• _DOCUMENT EXTRACT_
The first wars of the 21st century have also unfolded there, in
Afghanistan, Iraq, western Sudan and Lebanon.
This being so, the West has
a long history of espying new spectres in the region. In the 1950s and
1960s it was Nasser, Egypt's passionate pan-Arabist leader. In the
1970s it was Palestinian terrorism; in the 1980s Khomeini's Islamic
revolution; since the turn of the century, al-Qaeda-style mayhem; and
now again revolutionary Iran, newly expansionary and perhaps, some
day, armed with nukes.
Some of these imagined
threats to the global order have been leftist and nationalist, some
reactionary and religious, some radical and violent. Yet all have
drawn their mobilising power from a single source. They have all been,
in essence, resistance movements, inspired by a seemingly unquenchable
popular urge to challenge the dominant perceived injustice of the day,
whether it be European colonialism, Zionism, American hegemonism or
the grip of local governments charged with selling out to the West.
The most reliable populist
cry today remains “resistance”. Sudan's strongman, Omar al-Bashir,
blasts the proposed deployment of UN troops
in Darfur as the spearhead of a new Western crusade. The Shias and
Sunnis in Iraq may be fighting each other for dominance, but the call
to “resist” the American occupiers and the weak (though elected)
government they sponsor wins passionate followers to both camps.
Hizbullah rouses region-wide cheers for bloodying Israel's nose.
Clearly, although times have changed, this dynamic has not.
What has changed is that the
call to resist now inspires unprecedented enthusiasm, galvanising many
disparate political streams at once, secular and nationalist as well
as Islamist. The religious element, boosted by the great revival that
has swept Muslim societies across the globe, adds a scriptural
drumbeat to the call. And lately the impulse to resist has also been
strengthened by the failing prestige of traditional countervailing
forces—America, the moderate governments in the region and the
liberal-minded minority of their citizens.
The most obvious sign of the
renewed attraction of resistance is the strengthening of a
rejectionist front built around the alliance between Iran and Syria.
The bond between these countries' very different regimes—one
ostensibly secular and Arab nationalist, but in fact an insular,
sectarian dictatorship, the other a Shia theocracy—goes back a
quarter-century. It was forged in opposition to their mutual neighbour,
Iraq, then under the belligerent fist of Saddam Hussein. But the scope
of this odd couple's shared interests widened over time. It came to
include such goals as keeping Lebanon under Syria's thumb, undermining
peace moves between Israel and the Palestinians so as to pressure
Israel into disgorging the Golan Heights, occupied in 1967, and making
sure America burned its fingers so badly in Iraq that the superpower
would not think of similar adventures elsewhere. The Syrian-Iranian
alliance also embraces smaller clients who share these goals, such as
the main Islamist parties championing “resistance” in Lebanon and
Palestine, Hizbullah (the Party of God) and Hamas (which means “zeal”,
but is, revealingly, an Arabic acronym for Islamic Resistance
Movement).

Entries drawn from a collection:
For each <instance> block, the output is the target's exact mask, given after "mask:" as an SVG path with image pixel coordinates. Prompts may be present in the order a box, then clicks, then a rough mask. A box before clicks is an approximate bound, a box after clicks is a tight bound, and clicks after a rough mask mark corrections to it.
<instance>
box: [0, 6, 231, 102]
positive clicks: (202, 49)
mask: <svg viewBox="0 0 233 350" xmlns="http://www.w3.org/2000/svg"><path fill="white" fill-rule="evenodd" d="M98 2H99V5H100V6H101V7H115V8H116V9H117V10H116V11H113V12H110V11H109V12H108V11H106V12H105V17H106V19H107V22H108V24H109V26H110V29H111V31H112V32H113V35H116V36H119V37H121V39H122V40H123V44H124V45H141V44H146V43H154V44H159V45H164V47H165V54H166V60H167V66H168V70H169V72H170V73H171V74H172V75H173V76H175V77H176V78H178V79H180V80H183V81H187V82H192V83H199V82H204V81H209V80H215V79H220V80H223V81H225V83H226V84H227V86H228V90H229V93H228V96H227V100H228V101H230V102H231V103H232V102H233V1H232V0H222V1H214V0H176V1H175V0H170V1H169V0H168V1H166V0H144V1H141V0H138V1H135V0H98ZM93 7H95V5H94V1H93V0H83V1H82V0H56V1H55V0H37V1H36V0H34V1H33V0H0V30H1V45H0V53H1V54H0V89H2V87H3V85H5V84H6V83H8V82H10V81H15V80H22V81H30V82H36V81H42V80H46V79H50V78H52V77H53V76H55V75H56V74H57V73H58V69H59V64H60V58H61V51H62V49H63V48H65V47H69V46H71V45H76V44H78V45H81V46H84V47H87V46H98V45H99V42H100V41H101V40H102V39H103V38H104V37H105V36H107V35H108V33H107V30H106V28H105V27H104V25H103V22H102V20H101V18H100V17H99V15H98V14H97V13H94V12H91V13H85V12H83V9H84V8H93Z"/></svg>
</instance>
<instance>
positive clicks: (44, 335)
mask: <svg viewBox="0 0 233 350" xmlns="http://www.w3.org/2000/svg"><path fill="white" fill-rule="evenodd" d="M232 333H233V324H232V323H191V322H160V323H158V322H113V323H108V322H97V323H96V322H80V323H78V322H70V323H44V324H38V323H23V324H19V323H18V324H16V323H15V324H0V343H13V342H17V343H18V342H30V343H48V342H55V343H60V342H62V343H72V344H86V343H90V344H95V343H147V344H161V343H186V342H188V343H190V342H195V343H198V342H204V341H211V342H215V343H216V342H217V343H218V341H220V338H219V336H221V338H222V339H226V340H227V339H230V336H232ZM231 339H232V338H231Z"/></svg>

• _TASKS TO CARRY OUT_
1. In the article on Middle Eastern resistance movements, condense the paragraph beginning "What has changed is that the call to resist" into a short bulleted list that keeps its main facts.
2. According to the article on Middle Eastern resistance movements, in opposition to what was the bond between Iran and Syria originally forged?
3. Duplicate the portion of the article on Middle Eastern resistance movements starting with "The most reliable" and going on through "dynamic has not.".
Base each response solely on the article on Middle Eastern resistance movements.

• _PER-TASK ANSWERS_
1.
- The call to resist now draws unprecedented enthusiasm and galvanizes many disparate political streams at once, both secular and nationalist as well as Islamist.
- The religious element, boosted by a great revival across Muslim societies worldwide, adds a scriptural drumbeat to the call.
- The impulse to resist has lately been strengthened by the failing prestige of traditional countervailing forces: America, the region's moderate governments and the liberal-minded minority of their citizens.

2. It was forged in opposition to their mutual neighbor, Iraq, then under Saddam Hussein.

3.
The most reliable populist
cry today remains “resistance”. Sudan's strongman, Omar al-Bashir,
blasts the proposed deployment of UN troops
in Darfur as the spearhead of a new Western crusade. The Shias and
Sunnis in Iraq may be fighting each other for dominance, but the call
to “resist” the American occupiers and the weak (though elected)
government they sponsor wins passionate followers to both camps.
Hizbullah rouses region-wide cheers for bloodying Israel's nose.
Clearly, although times have changed, this dynamic has not.